**Aim of the task:** Please transcribe exactly the lines from the one containing "the black stage" through the end of the records below, both included, and nothing else.

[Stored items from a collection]

################

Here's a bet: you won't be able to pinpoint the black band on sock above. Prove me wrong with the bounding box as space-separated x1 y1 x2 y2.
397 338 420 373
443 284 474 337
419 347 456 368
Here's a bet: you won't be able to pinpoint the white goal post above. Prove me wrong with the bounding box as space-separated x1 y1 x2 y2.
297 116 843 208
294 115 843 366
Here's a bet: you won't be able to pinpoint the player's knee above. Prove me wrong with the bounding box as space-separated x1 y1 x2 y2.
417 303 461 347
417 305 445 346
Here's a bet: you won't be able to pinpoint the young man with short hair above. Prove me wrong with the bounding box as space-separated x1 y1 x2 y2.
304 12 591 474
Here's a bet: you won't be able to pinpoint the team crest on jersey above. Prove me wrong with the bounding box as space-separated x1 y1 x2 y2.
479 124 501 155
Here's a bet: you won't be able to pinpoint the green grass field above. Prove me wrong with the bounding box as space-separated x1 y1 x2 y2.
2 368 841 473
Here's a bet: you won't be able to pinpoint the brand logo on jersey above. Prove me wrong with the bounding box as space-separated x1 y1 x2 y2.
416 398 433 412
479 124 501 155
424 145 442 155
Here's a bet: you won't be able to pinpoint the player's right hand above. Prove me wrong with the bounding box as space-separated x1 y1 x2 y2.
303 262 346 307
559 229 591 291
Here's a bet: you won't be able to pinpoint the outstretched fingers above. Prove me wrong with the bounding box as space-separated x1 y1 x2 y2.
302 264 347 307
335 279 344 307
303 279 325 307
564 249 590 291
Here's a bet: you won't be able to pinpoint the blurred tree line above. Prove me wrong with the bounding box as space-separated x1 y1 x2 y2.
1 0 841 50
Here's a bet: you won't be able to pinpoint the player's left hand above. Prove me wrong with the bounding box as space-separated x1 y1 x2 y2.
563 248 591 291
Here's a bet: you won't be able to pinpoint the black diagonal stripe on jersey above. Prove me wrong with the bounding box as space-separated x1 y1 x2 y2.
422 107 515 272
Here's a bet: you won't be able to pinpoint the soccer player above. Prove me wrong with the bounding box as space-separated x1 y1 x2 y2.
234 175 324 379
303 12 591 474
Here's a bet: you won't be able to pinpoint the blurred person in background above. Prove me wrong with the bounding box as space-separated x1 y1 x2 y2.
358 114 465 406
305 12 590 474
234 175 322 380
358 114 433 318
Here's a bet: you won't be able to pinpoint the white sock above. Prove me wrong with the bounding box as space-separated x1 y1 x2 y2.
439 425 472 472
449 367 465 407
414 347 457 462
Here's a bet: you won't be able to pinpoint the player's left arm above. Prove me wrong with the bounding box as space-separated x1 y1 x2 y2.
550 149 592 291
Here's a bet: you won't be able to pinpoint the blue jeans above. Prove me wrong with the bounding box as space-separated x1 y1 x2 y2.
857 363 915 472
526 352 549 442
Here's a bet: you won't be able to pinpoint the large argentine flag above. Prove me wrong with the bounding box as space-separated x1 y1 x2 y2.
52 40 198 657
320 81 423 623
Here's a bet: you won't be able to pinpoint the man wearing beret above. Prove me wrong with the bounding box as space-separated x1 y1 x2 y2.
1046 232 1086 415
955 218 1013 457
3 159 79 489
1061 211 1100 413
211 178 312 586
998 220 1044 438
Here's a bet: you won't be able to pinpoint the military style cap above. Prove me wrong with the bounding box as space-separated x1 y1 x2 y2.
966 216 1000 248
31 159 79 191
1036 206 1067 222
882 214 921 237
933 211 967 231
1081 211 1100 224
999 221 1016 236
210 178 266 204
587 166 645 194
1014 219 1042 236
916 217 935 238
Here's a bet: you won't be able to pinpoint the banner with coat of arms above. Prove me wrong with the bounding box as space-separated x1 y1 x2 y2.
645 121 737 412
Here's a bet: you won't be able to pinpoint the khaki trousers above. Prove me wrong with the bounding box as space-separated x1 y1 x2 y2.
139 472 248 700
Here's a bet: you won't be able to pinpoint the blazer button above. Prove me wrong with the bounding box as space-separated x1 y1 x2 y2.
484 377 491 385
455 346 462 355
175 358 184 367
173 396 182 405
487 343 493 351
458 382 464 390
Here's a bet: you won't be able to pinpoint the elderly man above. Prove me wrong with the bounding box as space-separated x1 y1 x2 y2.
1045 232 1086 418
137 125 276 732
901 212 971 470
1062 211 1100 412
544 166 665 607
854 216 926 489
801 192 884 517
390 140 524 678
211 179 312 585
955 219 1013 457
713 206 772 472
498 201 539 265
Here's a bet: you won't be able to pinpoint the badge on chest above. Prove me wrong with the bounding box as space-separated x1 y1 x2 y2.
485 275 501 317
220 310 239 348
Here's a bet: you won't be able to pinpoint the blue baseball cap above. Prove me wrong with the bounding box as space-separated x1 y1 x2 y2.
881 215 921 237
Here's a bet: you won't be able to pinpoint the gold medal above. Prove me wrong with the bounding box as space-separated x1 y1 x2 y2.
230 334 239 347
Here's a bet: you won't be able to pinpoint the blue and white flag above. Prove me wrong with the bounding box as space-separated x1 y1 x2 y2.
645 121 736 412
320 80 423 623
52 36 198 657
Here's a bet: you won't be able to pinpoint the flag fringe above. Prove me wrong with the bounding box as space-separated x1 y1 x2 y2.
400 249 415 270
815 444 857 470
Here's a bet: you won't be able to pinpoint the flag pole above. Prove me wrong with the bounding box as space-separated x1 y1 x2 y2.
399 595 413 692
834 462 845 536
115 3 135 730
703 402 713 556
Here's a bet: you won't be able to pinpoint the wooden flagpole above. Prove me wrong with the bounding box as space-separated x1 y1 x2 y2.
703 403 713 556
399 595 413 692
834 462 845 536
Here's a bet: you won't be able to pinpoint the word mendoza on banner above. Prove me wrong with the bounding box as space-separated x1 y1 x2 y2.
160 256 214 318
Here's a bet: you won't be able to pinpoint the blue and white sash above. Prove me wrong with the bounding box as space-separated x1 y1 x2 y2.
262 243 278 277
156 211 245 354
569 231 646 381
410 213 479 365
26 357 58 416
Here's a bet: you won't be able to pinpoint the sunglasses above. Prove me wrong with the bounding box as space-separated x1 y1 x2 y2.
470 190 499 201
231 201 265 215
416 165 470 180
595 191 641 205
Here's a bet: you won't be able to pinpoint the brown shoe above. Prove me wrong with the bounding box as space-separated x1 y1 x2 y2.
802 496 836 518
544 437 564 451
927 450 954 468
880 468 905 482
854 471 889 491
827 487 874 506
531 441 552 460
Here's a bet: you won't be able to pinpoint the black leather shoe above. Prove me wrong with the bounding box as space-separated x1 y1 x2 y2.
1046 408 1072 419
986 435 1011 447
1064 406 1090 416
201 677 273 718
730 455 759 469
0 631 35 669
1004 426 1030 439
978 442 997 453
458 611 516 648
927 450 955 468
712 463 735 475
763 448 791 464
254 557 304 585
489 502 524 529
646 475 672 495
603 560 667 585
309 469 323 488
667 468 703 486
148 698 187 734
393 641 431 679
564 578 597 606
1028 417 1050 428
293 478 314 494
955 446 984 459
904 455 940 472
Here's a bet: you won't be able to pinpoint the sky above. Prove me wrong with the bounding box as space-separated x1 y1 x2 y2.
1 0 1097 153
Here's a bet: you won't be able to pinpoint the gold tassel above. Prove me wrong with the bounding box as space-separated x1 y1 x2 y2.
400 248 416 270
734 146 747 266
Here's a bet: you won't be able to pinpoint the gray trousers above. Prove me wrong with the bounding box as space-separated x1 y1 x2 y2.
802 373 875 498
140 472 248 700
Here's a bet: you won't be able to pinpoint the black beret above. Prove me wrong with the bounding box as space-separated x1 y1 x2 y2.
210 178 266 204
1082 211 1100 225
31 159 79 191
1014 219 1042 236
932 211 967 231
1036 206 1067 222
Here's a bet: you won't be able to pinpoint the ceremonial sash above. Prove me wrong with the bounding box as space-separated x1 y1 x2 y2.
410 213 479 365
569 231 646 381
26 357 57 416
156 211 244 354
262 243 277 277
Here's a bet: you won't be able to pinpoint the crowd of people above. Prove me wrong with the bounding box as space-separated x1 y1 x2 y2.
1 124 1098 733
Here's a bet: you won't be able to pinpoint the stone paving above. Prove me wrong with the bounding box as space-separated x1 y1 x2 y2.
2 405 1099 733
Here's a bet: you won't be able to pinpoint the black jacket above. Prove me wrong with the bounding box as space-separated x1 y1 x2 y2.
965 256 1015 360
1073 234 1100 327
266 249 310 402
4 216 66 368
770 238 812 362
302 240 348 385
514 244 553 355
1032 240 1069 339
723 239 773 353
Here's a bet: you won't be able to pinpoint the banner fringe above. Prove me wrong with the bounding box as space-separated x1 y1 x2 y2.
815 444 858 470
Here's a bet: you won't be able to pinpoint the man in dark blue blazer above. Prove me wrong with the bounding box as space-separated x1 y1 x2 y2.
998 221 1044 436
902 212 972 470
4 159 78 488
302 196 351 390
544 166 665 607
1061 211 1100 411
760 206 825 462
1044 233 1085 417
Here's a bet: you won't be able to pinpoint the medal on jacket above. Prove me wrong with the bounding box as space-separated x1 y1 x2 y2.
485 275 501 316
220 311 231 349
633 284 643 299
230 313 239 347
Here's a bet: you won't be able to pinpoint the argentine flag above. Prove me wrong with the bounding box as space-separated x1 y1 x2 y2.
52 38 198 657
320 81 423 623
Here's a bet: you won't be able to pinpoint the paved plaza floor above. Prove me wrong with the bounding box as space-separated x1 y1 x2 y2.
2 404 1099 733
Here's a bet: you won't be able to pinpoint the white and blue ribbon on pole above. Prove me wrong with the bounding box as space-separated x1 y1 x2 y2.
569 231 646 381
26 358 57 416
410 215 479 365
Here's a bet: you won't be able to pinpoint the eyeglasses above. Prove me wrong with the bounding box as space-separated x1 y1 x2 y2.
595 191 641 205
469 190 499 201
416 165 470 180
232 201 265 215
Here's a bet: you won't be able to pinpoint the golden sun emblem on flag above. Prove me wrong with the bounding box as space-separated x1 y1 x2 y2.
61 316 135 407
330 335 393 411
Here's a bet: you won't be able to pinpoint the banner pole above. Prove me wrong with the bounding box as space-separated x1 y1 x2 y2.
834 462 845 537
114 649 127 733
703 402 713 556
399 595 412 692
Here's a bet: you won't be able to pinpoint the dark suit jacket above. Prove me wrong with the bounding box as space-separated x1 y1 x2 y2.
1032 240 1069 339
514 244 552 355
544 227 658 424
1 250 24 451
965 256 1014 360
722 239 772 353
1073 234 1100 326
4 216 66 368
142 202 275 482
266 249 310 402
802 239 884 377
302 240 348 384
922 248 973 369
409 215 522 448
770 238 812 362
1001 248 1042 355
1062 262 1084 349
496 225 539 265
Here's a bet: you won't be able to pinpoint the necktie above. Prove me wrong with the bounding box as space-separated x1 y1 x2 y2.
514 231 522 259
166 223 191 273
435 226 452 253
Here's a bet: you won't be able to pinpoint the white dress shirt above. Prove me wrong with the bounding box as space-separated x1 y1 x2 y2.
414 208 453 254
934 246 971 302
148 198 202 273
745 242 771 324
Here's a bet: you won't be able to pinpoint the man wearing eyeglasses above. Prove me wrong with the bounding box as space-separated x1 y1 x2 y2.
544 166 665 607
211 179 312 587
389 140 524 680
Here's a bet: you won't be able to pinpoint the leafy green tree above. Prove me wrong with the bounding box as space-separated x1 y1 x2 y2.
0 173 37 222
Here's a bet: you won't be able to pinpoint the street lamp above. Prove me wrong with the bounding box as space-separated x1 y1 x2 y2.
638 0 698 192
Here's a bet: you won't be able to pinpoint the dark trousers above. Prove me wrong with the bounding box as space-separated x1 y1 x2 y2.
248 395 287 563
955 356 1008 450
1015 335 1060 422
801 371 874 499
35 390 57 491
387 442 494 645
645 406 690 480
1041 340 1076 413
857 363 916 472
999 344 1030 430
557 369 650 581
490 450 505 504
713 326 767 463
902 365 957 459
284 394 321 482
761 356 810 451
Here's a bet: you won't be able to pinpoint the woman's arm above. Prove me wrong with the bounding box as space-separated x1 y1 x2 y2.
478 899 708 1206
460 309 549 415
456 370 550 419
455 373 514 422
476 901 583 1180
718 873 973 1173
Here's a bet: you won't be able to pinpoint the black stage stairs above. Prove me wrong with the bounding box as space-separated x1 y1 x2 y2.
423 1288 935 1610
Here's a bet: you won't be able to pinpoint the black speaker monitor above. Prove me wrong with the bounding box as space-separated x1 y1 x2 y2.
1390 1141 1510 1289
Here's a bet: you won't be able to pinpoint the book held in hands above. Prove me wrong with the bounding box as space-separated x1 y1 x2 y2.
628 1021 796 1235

################

**Solved exercise:**
Here's a bet: you won't be able to pinpoint the black stage stairs above. Prove me wrong with the bounding box as space-separated x1 y1 x2 y2.
423 1288 935 1610
Here's a bet: you won't be able to pinpoint the black speaker monitor above. Prove me wrong with the bounding box as space-separated x1 y1 x2 y2.
1390 1141 1510 1289
Here's a bet: you won't be able to pinpoint the book held in hands above. Prove me wrong with the bounding box as space-separated x1 y1 x2 y2.
628 1021 796 1235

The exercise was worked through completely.